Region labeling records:
- - - -
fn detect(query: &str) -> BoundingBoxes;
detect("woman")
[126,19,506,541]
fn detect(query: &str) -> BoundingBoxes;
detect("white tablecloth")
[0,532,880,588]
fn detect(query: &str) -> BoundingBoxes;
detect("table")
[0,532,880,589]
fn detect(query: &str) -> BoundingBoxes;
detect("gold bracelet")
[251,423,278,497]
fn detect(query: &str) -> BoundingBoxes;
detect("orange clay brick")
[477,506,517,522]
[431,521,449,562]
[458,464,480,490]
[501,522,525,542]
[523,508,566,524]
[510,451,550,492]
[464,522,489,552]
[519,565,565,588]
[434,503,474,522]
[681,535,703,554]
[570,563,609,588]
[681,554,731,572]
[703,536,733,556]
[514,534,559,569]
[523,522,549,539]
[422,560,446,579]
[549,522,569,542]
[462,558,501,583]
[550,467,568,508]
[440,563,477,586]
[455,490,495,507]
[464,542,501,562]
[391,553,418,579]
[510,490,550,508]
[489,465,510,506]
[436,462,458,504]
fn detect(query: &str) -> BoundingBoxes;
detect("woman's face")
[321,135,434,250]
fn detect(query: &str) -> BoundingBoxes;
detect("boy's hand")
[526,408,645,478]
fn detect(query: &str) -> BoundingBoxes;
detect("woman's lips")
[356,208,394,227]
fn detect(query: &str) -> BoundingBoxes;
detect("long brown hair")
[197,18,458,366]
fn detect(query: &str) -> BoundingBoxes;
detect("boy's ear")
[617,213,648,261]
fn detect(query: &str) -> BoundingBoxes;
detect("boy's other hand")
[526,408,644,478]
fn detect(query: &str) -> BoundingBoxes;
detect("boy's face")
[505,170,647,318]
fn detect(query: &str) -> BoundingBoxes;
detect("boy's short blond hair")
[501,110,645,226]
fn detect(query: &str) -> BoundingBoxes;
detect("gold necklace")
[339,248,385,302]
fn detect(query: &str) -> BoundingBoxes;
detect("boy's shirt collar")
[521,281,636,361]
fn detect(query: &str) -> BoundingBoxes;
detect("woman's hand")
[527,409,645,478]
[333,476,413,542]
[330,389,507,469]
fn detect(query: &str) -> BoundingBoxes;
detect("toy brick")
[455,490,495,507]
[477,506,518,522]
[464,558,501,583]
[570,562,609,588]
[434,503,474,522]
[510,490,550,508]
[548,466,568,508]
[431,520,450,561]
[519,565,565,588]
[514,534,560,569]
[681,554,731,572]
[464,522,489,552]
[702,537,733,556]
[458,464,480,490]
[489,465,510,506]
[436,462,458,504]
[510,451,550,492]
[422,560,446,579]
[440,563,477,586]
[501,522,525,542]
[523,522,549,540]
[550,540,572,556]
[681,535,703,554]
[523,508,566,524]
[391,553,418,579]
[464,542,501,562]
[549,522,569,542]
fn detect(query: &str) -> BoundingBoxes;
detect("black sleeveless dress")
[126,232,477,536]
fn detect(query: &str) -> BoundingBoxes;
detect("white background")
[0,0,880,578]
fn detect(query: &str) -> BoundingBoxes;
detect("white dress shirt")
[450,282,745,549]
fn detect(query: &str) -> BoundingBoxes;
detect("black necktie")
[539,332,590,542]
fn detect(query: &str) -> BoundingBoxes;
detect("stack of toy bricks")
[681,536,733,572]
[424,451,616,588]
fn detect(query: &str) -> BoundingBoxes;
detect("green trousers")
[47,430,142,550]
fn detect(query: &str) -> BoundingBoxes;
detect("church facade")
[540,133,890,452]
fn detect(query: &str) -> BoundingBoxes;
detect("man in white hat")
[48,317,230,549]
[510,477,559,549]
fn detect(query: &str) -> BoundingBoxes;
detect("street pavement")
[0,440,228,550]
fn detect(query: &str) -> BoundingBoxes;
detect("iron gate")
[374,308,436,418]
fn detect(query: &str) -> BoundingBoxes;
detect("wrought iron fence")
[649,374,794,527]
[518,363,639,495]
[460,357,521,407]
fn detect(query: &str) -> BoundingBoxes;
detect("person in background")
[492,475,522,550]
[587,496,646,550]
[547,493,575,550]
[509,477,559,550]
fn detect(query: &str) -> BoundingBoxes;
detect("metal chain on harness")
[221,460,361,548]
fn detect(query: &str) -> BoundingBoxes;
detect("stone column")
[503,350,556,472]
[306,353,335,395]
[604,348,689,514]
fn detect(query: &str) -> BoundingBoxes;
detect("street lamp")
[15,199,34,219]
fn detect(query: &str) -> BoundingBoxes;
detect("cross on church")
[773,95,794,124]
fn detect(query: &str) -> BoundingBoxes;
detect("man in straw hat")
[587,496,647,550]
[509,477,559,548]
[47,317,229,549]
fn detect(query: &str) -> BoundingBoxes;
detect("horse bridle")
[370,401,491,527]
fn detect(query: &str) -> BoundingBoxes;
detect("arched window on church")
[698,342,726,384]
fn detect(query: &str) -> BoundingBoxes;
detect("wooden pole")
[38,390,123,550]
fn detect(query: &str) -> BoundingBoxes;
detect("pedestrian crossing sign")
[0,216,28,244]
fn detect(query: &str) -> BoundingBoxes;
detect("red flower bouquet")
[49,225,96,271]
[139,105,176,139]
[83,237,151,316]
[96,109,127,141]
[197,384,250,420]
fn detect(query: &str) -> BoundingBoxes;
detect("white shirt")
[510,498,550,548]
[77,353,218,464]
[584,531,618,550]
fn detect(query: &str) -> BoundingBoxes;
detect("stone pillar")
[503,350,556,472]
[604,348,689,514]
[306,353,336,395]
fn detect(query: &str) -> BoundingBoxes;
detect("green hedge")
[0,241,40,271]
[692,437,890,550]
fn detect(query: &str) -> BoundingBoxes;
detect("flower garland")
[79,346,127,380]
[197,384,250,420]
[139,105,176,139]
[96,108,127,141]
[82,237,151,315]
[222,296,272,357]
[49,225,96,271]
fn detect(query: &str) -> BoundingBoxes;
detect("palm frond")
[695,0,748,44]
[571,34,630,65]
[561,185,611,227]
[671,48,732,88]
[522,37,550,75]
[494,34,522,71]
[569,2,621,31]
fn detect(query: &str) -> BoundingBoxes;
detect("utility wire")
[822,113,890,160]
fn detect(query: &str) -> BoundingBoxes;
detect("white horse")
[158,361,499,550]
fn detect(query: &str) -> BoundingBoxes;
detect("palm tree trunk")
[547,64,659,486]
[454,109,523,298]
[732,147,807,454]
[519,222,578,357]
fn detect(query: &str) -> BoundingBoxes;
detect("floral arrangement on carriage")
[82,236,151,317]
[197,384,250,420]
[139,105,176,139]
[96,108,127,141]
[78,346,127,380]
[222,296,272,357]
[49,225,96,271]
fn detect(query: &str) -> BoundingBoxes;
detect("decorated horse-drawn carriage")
- - - -
§ **The problem**
Report every line of the listing above that contains the string "street", treating case as significant.

§ **Written answer**
detect("street pavement")
detect("street lamp")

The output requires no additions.